• **Record excerpts**
====

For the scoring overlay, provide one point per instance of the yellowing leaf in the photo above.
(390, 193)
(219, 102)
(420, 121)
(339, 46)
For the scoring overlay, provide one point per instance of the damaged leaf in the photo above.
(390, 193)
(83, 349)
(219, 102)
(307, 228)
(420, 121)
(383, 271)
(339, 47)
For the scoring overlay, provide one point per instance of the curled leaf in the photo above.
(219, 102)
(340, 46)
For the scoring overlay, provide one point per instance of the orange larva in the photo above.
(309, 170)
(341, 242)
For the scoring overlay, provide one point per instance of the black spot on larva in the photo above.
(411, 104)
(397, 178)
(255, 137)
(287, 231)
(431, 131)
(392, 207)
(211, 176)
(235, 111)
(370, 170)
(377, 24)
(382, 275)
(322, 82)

====

• **Short task**
Please format all the rows above as a two-column CSV with the headers text and answer, one line per row. Wrap each field in double quotes and replace any line breaks inside it with spaces.

• **Solution for this task**
text,answer
"For the scoring overlay, provide one point per instance of the yellowing leaf in the photo above.","(390, 193) (219, 102) (420, 121) (339, 46)"
"For the scoring overlay, provide one point per instance of the damaged leaf in the photo above.","(390, 193) (83, 349) (219, 102) (307, 228) (420, 121) (383, 271) (339, 47)"
"For the scoring overlay, provide one point per instance of the curled leaf in the photo above.","(219, 102) (340, 46)"
"For the scoring overlay, provide one point per instance of the orange larva in the photo above.","(309, 170) (341, 242)"
"For the scoring overlay, provide one point per instance of the black spot on larva in the photo above.","(411, 104) (397, 178) (255, 137) (287, 231) (431, 131) (392, 207) (211, 176) (235, 111) (370, 170) (377, 24) (382, 275) (322, 82)"